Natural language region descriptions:
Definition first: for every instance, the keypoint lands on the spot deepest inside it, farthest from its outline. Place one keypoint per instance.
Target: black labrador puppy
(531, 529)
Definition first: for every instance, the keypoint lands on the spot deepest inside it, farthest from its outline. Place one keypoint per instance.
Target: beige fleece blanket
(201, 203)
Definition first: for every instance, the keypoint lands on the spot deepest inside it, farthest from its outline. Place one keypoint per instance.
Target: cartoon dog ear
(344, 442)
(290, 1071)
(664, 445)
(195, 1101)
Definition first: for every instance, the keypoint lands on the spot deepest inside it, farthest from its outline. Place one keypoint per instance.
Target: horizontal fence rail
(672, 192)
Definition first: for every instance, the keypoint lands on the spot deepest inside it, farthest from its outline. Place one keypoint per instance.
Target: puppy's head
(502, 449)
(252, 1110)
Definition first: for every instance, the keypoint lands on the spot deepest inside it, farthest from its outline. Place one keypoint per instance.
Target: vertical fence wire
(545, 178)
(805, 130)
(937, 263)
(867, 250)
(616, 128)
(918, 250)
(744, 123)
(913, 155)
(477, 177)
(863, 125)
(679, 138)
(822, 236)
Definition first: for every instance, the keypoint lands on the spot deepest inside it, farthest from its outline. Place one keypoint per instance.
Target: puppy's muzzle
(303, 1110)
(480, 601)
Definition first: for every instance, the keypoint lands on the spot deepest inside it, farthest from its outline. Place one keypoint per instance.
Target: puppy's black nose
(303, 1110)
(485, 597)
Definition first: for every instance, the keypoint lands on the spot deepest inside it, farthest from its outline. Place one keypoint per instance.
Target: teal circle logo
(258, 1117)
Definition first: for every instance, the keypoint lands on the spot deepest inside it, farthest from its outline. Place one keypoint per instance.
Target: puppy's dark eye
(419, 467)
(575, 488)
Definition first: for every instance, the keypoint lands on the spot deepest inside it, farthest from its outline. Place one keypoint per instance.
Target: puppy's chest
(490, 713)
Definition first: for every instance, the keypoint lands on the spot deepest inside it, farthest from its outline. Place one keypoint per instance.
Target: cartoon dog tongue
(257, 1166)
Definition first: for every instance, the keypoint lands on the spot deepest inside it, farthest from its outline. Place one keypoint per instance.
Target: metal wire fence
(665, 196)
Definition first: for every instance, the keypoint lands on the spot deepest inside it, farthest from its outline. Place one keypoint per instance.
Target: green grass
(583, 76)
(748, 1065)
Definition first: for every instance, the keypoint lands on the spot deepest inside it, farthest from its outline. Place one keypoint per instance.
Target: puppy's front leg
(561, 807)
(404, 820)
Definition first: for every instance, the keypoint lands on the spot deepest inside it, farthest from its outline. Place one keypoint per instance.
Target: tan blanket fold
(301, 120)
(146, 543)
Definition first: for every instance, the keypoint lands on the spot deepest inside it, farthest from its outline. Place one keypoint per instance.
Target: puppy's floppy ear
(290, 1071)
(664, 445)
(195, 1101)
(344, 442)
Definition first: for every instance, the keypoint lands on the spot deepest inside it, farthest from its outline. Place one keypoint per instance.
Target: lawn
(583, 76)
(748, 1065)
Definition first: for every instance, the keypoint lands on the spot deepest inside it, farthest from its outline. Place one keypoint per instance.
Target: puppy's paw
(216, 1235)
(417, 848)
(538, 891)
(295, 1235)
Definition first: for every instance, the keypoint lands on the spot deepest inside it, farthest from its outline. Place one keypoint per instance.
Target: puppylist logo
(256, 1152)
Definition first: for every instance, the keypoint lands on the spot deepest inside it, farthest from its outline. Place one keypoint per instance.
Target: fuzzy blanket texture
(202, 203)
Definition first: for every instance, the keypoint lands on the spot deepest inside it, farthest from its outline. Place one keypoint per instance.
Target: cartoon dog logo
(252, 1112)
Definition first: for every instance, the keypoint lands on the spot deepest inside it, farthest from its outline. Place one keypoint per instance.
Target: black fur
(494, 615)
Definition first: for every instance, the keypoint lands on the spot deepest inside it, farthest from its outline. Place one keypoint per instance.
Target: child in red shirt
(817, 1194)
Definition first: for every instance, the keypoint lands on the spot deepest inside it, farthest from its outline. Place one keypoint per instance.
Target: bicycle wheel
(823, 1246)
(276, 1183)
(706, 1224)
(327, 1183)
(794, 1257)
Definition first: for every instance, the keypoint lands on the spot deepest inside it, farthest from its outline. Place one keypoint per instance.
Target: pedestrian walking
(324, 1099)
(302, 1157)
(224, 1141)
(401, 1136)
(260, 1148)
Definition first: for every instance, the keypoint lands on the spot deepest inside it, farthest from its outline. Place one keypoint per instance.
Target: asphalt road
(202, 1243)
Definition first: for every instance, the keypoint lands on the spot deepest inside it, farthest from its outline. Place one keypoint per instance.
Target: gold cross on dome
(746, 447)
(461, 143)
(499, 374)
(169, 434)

__WHAT YOU HAVE TO DO__.
Restate each line of the records above without any deviation.

__EXERCISE RESULT__.
Definition first: for every instance, the keypoint lands on the spot deepest inside it, farthest from its outline. Place one keypoint per instance.
Target: black labrador puppy
(531, 529)
Definition first: for every instance, the keypoint lands on the spot deepest inside it, farthest from its outline. Place one keypoint per instance.
Target: beige fleece blanket
(201, 203)
Definition first: for every instance, the keypoint lands on the spot deepest inside it, farthest from its outline. Place one keypoint per instance.
Target: cartoon dog ear
(344, 442)
(290, 1071)
(664, 445)
(195, 1101)
Definition first: for every instance, the keypoint lands on the spot deepest inside it, farthest from its outline. Place one keypoint per instance.
Target: horizontal fence rail
(672, 192)
Definition first: for every instance, the keypoint lands on the spot deepest inside it, farthest from its outline. Place one keypoint per instance.
Target: puppy's head
(502, 449)
(252, 1110)
Definition first: for every instance, the keypoint lands on the spot deepest inside it, farthest from its outline. Place one keypoint per instance.
Target: vertical fence wire
(545, 178)
(805, 130)
(937, 263)
(867, 250)
(616, 128)
(918, 250)
(744, 123)
(913, 155)
(477, 177)
(863, 125)
(679, 138)
(822, 236)
Definition first: for every instance, the keypoint lands on the spot deepest inside it, farthest from its outline. Place one keypoint per instance.
Target: puppy's muzzle
(303, 1110)
(480, 601)
Definition first: for every instance, the keypoint lands on the spot deepest inside it, farthest from its outline. Place one keypoint per instance.
Target: puppy's black nose
(303, 1110)
(485, 597)
Definition first: for every instance, the keypoint lands on the spot deepest inside it, farthest from its outline. Place one keypoint per instance.
Target: teal circle logo
(258, 1117)
Definition first: for every instance, the keypoint lands on the spot deepest inside it, farthest from its outline. Place one keypoint per instance.
Target: puppy's dark eye
(419, 467)
(575, 488)
Definition first: for every instance, the keypoint lands on the spot deepest inside it, farthest from its outline. Place one keypoint per instance.
Target: puppy's chest
(490, 713)
Definition first: for every instance, the keypoint lands on the spot deepest inside it, farthest from its outline. Place one keypoint per instance.
Target: cartoon dog tongue
(257, 1166)
Definition first: for every instance, the keypoint lands on the spot deepest inside it, farthest from its outline. Place one keypoint per instance.
Target: metal wire fence
(665, 196)
Definition first: for every instance, the keypoint lands on the spot deepest inside it, farthest from its outline. Place one keypoint per instance.
Target: green grass
(583, 76)
(748, 1065)
Definition first: for every instance, the keypoint lands on the spot deepest inside it, farthest from its outline. Place one keypoint per instance.
Target: puppy's front leg
(561, 807)
(404, 820)
Definition first: for every instance, the keypoint lands on the spot deepest inside it, farthest from its outline. Place one keypoint per instance.
Target: tan blanket fold
(301, 120)
(146, 543)
Definition first: for every instance, the keypoint lands on the spot deepest inside it, farthest from its outline. Place one keypoint per instance.
Target: puppy's floppy ear
(290, 1071)
(664, 445)
(195, 1101)
(344, 442)
Definition first: for every instance, the keypoint lands on the spot deepest inside it, farthest from its outline. Place one keypoint per instance.
Target: lawn
(583, 76)
(748, 1065)
Definition first: for every instance, the keypoint lands on the spot deepest inside it, farthest from its outline. Place one keypoint per instance.
Target: puppy's paw
(216, 1235)
(417, 848)
(538, 891)
(295, 1235)
Definition first: for every instance, the keypoint lands on the spot deepest inside it, farthest from its outline. Place one keypoint per instance.
Target: puppylist logo
(256, 1152)
Definition first: for every instance, the keypoint lands on the spot deepest inside it, farthest from its outline. Place one keypoint per instance.
Target: fuzzy blanket texture
(202, 203)
Definition first: for every instance, the keypoint lands on the spot deepest inside it, farthest from its outline. Place one keypoint per instance.
Target: cartoon dog logo
(252, 1112)
Definition first: for every instance, the keypoint lands on the spot deepest inside it, farthest from its outline. Place one keypoint per instance.
Target: black fur
(494, 615)
Definition first: for every instance, the keypoint lands on the spot deepest inside it, farthest from its outline. Place one keypoint per instance.
Target: child in red shirt
(817, 1194)
Definition first: for every instance, the keypoint lands on the spot deepest inside it, farthest from its outline. Place one keypoint per instance.
Target: bicycle wheel
(823, 1246)
(276, 1183)
(706, 1224)
(327, 1183)
(794, 1257)
Definition first: for every instance, the keypoint lands on the spot deepest inside it, farthest from its outline. Place one keypoint per instance.
Target: pedestrian walking
(324, 1099)
(302, 1157)
(224, 1141)
(401, 1136)
(260, 1148)
Definition first: for every instance, the keypoint lands on the spot deepest inside it, farthest from its outline. Place one keypoint per instance.
Target: asphalt road
(202, 1243)
Definition first: for every instance, the keypoint lands on the spot deepest inside it, farthest from its outline. Place one keypoint per instance.
Target: gold cross on dome
(746, 447)
(461, 143)
(499, 374)
(169, 434)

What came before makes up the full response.